# EXERCISES TO COMPLETE
[1] In the article on 3D printing and additive manufacturing, which term does Protolabs mostly use these days?
[2] Please update the article on 3D printing and additive manufacturing from "November 4, 2021" to "fact, it is.", with "trade show" replaced by "conference".
[3] Carry the article on 3D printing and additive manufacturing further, starting after its final sentence.

**** SOURCE TEXT ****

November 4, 2021

3D Printing or Additive Manufacturing: What’s the Difference?

By Eric Utley
Applications Engineer Manager

I was working at a trade show several years ago and one of the signs at our Protolabs booth touted our additive manufacturing services. I remember an attendee walked by and casually asked, “So, what’s additive manufacturing? Is that like 3D printing?”

Well, yes, in fact, it is.

These days at Protolabs we mostly use the more recognizable term 3D printing, but the point is that the two terms—3D printing and additive manufacturing—are often interchangeable, and that can sometimes cause confusion.

Part of the confusion could lie in the history and development of the technology. Over the past several decades, 3D printing has earned a solid reputation as an essential process for prototyping parts. As the technology developed, however, and more 3D printing and additive processes were developed, 3D printing has emerged as a viable manufacturing choice along, with machining, injection molding, and other conventional production methods. In a sense, 3D printing has “grown up.”

**** SOURCE MATERIAL ****

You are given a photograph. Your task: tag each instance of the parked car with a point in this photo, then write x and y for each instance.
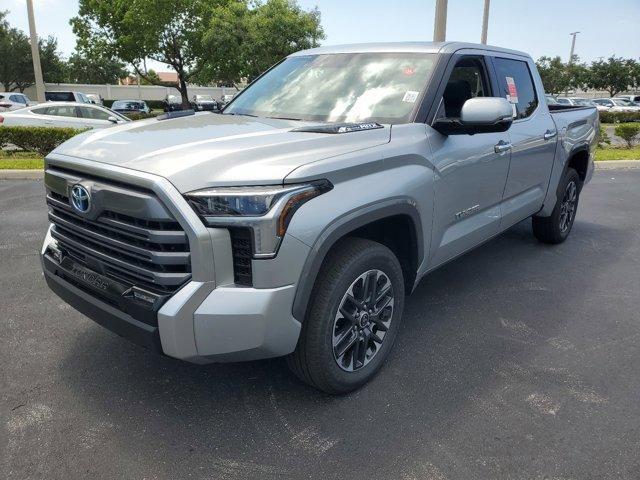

****

# ANSWERS IN ORDER
[1] The more recognizable term 3D printing.

[2]
November 4, 2021

3D Printing or Additive Manufacturing: What’s the Difference?

By Eric Utley
Applications Engineer Manager

I was working at a conference several years ago and one of the signs at our Protolabs booth touted our additive manufacturing services. I remember an attendee walked by and casually asked, “So, what’s additive manufacturing? Is that like 3D printing?”

Well, yes, in fact, it is.

[3]
Additive Manufacturing = Industrial-grade 3D Printing

For the most part, the term additive manufacturing (AM) is used by large industries such as the energy and aerospace segments, as well as the scientific community. These entities tend to use AM for prototyping and production daily.

Think of AM as an all-encompassing concept. It’s not just about 3D printing in and of itself—the printing of parts by building material layer by layer—but the range of processes and systems around it. This includes:

  • The CAD model
  • The initial setup
  • Material traceability
  • The process flow
  • Post-processing or finishing steps such as clear coating, painting, polishing, and heat treatments
  • Build validation
  • Quality and inspection systems

One way to look at it is to distinguish between desktop 3D printing (more on that in a minute) and industrial-grade 3D printing, which is a more apt description of AM.

At Protolabs, we offer six different processes of industrial-grade 3D printing or AM. For plastic 3D printing, there’s: stereolithography (SLA), selective laser sintering (SLS), Multi Jet Fusion (MJF), PolyJet (for elastomeric parts), and Carbon DLS. Metal 3D printing is done with direct metal laser sintering (DMLS).

Also, we offer Fused Deposition Modeling (FDM) through Hubs, our network of manufacturing suppliers.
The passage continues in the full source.